--- Istruzioni da seguire ---
Trova nel materiale qui sotto ogni riga in cui compare la parola "jacket" e ricopiala.

* * * *

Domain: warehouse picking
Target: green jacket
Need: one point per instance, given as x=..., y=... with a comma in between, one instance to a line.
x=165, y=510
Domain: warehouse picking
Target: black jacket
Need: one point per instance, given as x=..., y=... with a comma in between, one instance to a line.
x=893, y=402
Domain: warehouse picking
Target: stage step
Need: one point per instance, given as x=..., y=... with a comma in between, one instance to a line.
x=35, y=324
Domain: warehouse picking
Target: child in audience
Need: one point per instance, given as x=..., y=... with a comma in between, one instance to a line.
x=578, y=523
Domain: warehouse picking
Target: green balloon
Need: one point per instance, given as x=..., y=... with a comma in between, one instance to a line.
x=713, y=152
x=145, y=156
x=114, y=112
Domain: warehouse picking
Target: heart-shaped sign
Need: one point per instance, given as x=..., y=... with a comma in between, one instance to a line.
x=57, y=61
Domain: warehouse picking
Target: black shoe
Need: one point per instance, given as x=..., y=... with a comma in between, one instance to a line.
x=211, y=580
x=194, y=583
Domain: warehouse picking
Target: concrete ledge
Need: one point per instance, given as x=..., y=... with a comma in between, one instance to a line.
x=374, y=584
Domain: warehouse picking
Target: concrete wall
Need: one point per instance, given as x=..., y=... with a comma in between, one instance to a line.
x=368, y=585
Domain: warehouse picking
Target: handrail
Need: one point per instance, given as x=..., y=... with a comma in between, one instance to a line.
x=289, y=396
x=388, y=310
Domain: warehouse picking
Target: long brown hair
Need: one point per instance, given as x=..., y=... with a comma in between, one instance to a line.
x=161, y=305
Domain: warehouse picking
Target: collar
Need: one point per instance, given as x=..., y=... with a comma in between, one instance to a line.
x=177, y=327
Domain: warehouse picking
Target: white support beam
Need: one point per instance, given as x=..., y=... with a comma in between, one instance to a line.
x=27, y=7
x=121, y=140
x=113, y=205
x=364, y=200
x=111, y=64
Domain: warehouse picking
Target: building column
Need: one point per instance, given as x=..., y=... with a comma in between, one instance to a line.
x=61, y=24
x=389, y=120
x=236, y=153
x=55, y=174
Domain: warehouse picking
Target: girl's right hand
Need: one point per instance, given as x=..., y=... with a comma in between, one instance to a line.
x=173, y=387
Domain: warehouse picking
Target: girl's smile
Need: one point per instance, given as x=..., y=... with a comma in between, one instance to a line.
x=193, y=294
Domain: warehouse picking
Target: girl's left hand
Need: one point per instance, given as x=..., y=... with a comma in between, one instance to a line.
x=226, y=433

* * * *

--- Esercizio svolto ---
Target: green jacket
Target: black jacket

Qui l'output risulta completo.